- [Text passage]

※

# Automatic Savings



## Flip (28 May 2009)

Each week my pay is different however I know what my expenses are and would like to transfer any amount over that into my investment account. I currently do this by logging on to my bank at the end of each week to transfer the excess cash. I would like this to be done automatically. Does anyone have an elegant solution for this??


----------



## Robb (28 May 2009)

Since your pay is different every pay period, its hard to take out the 'left over savings' from the varying amount automatically....
Why not get paid into your savings account, and deduct the known expenses out automatically every week? I know netbank for the CBA has the ability to set up automatic occuring transactions online, so you can specify a transaction on any day, and then have it automatically repeated weekly/fortnightly/monthly...


----------



## skc (28 May 2009)

Robb said:


> Since your pay is different every pay period, its hard to take out the 'left over savings' from the varying amount automatically....
> Why not get paid into your savings account, and deduct the known expenses out automatically every week? I know netbank for the CBA has the ability to set up automatic occuring transactions online, so you can specify a transaction on any day, and then have it automatically repeated weekly/fortnightly/monthly...




This is the smartest post I've seen here for a while. Great lateral outside the box thinking. Very simple and elegent solution...

Just make sure it is not one of those "no withdrawl or no bonus interest" type accounts


----------



## Robb (28 May 2009)

skc said:


> This is the smartest post I've seen here for a while. Great lateral outside the box thinking. Very simple and elegent solution...
> 
> Just make sure it is not one of those "no withdrawl or no bonus interest" type accounts




Thanks, yeah that was one of the only problems I could come up with... I use to have a commonwealth account like that, i think it was called a 'reward saver' or something with only 1 withdrawl a month, but I think it has either been fazed out/replaced... not sure about other banks products though.


----------



## KurwaJegoMac (28 May 2009)

Most banks have the saver account you mentioned (Maximum 1 withdrawl a month and if you withdraw you don't receive bonus interest). I use an online savings account and you can set up automatic deductions and transfers using online netbanking. I'm sure its the same for most banks/institutions. 

It would be a good idea to perhaps pop into a branch or surf online and see what banks/institutions offer you the sort of accounts that will allow you to set up a system like the one Robb mentioned. 

For example I currently have the following setup: Two accounts, one is a regular savings account and the other is an interest earning online account. Every fortnight my pay goes into my regular savings account and I have automatic withdrawls set up which take out most of the pay and deposit it into my online savings account to earn interest.

※

- [Requests]
1. Reproduce the part of the automatic savings thread that opens with the words "Thanks, yeah that" and closes with "for most banks/institutions.", substituting "extra interest" for "bonus interest".
2. In the automatic savings thread, why does Robb propose having the pay deposited into the savings account and deducting the known expenses automatically, instead of automating the transfer of the excess?

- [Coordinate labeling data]
※

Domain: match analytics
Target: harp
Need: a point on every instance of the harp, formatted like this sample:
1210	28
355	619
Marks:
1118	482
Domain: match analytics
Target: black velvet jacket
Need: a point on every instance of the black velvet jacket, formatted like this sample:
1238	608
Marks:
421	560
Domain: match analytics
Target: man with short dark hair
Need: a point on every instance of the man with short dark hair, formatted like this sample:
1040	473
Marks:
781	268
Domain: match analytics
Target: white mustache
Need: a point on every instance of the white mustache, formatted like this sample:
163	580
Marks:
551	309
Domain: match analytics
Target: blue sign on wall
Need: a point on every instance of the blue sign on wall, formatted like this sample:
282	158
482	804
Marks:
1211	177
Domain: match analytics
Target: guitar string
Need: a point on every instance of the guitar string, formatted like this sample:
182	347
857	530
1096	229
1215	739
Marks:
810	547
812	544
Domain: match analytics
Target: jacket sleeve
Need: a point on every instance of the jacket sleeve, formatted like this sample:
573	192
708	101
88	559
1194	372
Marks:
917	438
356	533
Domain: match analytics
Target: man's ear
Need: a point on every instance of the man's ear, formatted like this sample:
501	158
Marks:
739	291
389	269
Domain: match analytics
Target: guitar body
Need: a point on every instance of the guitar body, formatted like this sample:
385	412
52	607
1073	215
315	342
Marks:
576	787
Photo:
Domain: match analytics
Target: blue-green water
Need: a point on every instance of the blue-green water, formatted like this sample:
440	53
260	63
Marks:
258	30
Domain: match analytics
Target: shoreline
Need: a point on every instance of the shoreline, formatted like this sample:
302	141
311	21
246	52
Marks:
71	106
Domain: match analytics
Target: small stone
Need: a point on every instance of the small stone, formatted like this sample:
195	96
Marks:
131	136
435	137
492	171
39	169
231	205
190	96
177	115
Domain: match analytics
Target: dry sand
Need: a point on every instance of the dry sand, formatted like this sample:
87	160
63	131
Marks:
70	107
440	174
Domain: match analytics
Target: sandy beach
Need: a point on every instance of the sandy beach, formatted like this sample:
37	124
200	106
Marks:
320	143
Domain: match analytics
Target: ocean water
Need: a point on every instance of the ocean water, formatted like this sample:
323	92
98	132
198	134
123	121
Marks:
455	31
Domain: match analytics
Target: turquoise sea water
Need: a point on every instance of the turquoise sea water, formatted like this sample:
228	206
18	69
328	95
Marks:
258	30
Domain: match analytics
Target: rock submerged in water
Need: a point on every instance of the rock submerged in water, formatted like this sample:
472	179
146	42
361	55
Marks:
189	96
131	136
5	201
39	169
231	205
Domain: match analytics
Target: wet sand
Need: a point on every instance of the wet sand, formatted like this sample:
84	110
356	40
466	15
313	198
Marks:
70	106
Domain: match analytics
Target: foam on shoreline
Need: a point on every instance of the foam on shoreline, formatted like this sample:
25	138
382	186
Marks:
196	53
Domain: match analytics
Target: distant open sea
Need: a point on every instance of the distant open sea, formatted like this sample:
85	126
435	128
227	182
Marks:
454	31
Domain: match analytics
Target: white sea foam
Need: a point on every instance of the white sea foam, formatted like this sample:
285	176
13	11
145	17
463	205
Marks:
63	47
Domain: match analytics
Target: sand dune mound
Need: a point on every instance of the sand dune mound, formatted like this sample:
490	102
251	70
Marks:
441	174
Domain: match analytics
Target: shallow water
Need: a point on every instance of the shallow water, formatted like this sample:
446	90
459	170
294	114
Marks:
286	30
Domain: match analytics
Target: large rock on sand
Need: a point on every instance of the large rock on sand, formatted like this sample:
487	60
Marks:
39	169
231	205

※

- [Results of the exercise]
1.
Thanks, yeah that was one of the only problems I could come up with... I use to have a commonwealth account like that, i think it was called a 'reward saver' or something with only 1 withdrawl a month, but I think it has either been fazed out/replaced... not sure about other banks products though.


----------



## KurwaJegoMac (28 May 2009)

Most banks have the saver account you mentioned (Maximum 1 withdrawl a month and if you withdraw you don't receive extra interest). I use an online savings account and you can set up automatic deductions and transfers using online netbanking. I'm sure its the same for most banks/institutions.

2. The pay is different every pay period, so it is hard to take the leftover savings out of the varying amount automatically. The expenses are known, so they can be set up as recurring automatic transactions.